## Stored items

++++++

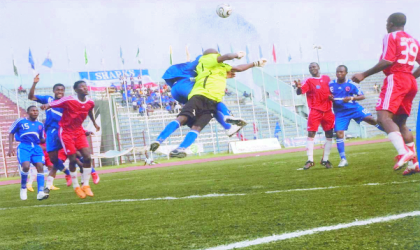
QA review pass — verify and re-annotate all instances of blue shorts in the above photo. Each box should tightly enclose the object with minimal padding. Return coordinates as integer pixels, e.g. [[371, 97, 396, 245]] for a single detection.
[[334, 107, 372, 131], [46, 128, 63, 152], [171, 78, 194, 104], [17, 143, 45, 165]]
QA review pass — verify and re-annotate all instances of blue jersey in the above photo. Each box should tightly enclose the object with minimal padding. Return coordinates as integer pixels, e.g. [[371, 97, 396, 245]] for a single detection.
[[330, 80, 363, 113], [35, 95, 63, 131], [9, 118, 44, 145]]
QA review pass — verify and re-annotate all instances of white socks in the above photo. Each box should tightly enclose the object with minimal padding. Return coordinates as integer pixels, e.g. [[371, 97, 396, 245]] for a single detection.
[[388, 132, 407, 155], [70, 171, 80, 189], [47, 176, 54, 188], [322, 138, 332, 161], [306, 137, 314, 161], [82, 168, 92, 186]]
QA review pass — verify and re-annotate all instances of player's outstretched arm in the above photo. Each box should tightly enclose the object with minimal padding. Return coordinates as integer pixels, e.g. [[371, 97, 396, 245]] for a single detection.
[[88, 109, 101, 132], [217, 51, 246, 63], [232, 58, 267, 72], [28, 74, 39, 101], [7, 133, 15, 157], [351, 60, 393, 83]]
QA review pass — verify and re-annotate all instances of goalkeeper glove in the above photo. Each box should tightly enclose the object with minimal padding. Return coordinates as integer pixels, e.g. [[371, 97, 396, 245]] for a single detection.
[[237, 51, 246, 59], [254, 58, 267, 67]]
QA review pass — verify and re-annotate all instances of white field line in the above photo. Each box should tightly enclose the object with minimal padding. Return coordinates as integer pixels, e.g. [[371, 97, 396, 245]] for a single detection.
[[0, 180, 420, 211], [206, 211, 420, 250]]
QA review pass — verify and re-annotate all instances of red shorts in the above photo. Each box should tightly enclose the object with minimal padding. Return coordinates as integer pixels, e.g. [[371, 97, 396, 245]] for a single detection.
[[308, 109, 335, 132], [58, 149, 67, 162], [376, 73, 417, 115], [60, 128, 89, 155], [44, 151, 54, 167]]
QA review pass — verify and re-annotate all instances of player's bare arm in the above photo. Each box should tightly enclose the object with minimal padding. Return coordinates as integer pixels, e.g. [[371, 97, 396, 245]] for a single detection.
[[88, 109, 101, 132], [7, 134, 15, 157], [28, 74, 39, 101], [351, 60, 393, 83], [40, 103, 51, 110], [294, 80, 302, 95], [217, 51, 246, 63]]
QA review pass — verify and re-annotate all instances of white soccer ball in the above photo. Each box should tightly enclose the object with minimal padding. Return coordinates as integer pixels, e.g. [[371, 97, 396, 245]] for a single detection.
[[216, 3, 232, 18]]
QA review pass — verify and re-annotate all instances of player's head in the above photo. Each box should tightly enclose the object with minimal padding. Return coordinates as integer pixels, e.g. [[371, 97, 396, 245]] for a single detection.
[[73, 80, 89, 95], [386, 12, 407, 33], [26, 105, 39, 121], [335, 65, 348, 80], [53, 83, 66, 99], [203, 49, 219, 55], [309, 62, 319, 76]]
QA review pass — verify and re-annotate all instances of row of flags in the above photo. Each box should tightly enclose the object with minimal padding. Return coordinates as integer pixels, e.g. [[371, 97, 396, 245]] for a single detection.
[[169, 44, 302, 65], [13, 44, 302, 76]]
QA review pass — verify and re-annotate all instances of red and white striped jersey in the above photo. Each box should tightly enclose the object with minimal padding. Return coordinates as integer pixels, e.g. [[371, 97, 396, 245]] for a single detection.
[[381, 31, 420, 76], [50, 96, 95, 131]]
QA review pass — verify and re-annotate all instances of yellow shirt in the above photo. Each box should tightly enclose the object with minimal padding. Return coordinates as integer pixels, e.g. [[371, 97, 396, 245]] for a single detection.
[[188, 54, 232, 102]]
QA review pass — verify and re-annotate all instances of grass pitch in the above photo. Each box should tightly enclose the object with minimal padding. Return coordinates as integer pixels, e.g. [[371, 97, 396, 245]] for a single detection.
[[0, 143, 420, 249]]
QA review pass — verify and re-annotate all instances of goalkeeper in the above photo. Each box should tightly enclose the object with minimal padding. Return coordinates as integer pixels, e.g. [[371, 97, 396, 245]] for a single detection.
[[150, 49, 267, 158]]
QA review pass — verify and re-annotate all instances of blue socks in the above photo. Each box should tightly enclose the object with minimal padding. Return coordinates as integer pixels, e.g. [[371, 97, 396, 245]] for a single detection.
[[156, 120, 180, 143], [20, 170, 28, 189], [36, 173, 45, 193], [54, 159, 64, 171], [179, 130, 198, 148], [337, 138, 346, 160], [375, 124, 385, 132], [215, 102, 232, 129]]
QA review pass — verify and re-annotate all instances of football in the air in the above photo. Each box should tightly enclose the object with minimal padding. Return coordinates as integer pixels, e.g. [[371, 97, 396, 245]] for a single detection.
[[216, 3, 232, 18]]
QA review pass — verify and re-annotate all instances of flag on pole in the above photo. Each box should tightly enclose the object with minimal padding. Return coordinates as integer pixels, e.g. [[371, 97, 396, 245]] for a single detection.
[[12, 59, 19, 76], [258, 45, 263, 58], [169, 46, 172, 65], [252, 122, 258, 140], [28, 48, 35, 70], [185, 45, 191, 62], [245, 45, 249, 63], [136, 47, 141, 64], [273, 44, 277, 63], [274, 122, 281, 140], [42, 52, 52, 69], [120, 46, 124, 64], [85, 47, 89, 65]]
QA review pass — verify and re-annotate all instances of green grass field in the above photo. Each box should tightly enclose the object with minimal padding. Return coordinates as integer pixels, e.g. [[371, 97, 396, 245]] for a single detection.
[[0, 143, 420, 249]]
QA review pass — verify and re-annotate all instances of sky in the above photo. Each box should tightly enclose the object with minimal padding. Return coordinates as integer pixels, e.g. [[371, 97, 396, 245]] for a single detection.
[[0, 0, 420, 75]]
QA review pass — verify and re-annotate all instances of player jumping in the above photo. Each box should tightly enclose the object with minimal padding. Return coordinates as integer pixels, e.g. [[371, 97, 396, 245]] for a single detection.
[[352, 13, 420, 175], [41, 81, 100, 199], [330, 65, 384, 167], [7, 106, 49, 200], [151, 49, 267, 158], [295, 62, 334, 170]]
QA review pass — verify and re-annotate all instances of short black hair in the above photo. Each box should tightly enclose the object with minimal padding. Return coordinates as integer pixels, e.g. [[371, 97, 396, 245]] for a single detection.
[[73, 80, 86, 90], [337, 65, 349, 73], [53, 83, 66, 91], [388, 12, 407, 27], [26, 105, 36, 113]]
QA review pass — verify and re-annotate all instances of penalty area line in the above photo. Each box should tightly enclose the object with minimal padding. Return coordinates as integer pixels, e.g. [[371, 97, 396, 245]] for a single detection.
[[202, 211, 420, 250]]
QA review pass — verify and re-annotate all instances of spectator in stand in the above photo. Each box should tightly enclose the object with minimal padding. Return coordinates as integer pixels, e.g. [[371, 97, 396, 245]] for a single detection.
[[174, 102, 182, 114], [139, 102, 147, 116], [131, 95, 137, 111]]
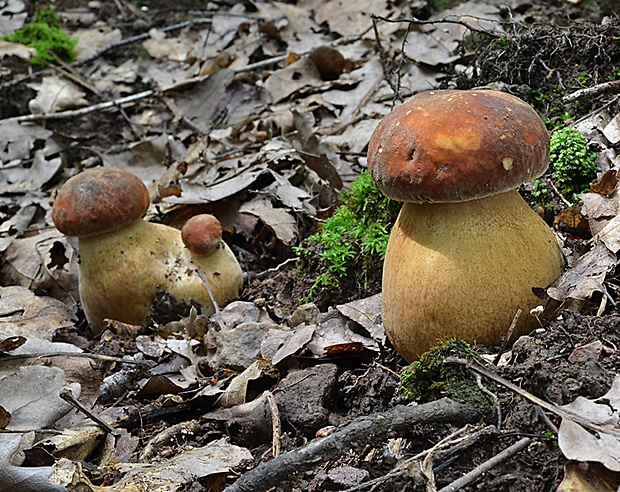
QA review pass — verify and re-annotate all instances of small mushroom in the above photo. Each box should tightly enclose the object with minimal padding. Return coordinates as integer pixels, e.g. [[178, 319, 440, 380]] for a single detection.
[[52, 167, 243, 333], [368, 90, 564, 361]]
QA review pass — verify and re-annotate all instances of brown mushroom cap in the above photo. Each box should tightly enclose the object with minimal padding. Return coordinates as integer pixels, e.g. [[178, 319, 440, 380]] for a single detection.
[[368, 90, 549, 203], [181, 214, 222, 255], [52, 167, 150, 237]]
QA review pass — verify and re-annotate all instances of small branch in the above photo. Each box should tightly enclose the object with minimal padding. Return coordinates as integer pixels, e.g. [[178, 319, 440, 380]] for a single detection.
[[225, 398, 487, 492], [371, 14, 504, 38], [0, 352, 150, 366], [265, 391, 282, 458], [445, 357, 620, 437], [138, 420, 200, 463], [562, 80, 620, 102], [493, 309, 522, 366], [439, 437, 532, 492], [58, 388, 118, 436], [0, 90, 155, 125]]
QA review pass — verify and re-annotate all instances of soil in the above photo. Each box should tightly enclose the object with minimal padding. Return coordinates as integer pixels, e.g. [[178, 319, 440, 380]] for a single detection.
[[0, 0, 620, 492]]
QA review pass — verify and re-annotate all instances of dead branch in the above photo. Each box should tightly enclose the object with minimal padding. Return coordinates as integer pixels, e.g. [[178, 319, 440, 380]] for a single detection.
[[445, 357, 620, 437], [225, 398, 488, 492], [371, 14, 505, 38], [439, 437, 532, 492]]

++++++

## Exercise instructions
Reproduce word for word the part of the records that opens with the line containing "QA review pass — verify and re-annotate all instances of brown" and closes with the line containing "[[0, 0, 620, 492]]", including both of those lines.

## Result of the task
QA review pass — verify and re-annotate all instances of brown mushroom cap in the above photo. Each box should tightly enclose the object with minimal padding. Return coordinates as integer pixels, e.g. [[178, 319, 440, 380]] for a single detection.
[[368, 90, 549, 203], [181, 214, 222, 255], [52, 167, 150, 237]]
QA review pass — verify and re-annotate all instances of small branch in the above photo. Each box should tightly enclose the object with minimal padding. Return coordinates as integer pixels, e.g. [[178, 319, 440, 380]] for a single detection.
[[225, 398, 487, 492], [371, 14, 504, 38], [0, 352, 150, 366], [265, 391, 282, 458], [445, 357, 620, 437], [138, 420, 200, 463], [562, 80, 620, 102], [493, 309, 522, 366], [439, 437, 532, 492], [58, 388, 118, 436], [0, 90, 155, 125]]
QA review pass — verify and re-annotate all instances of soil in the above photo. Each box should tightly enclose the object with minimal padding. Return coordinates as integer pixels, e.g. [[178, 319, 440, 380]] for a single detection.
[[0, 0, 620, 492]]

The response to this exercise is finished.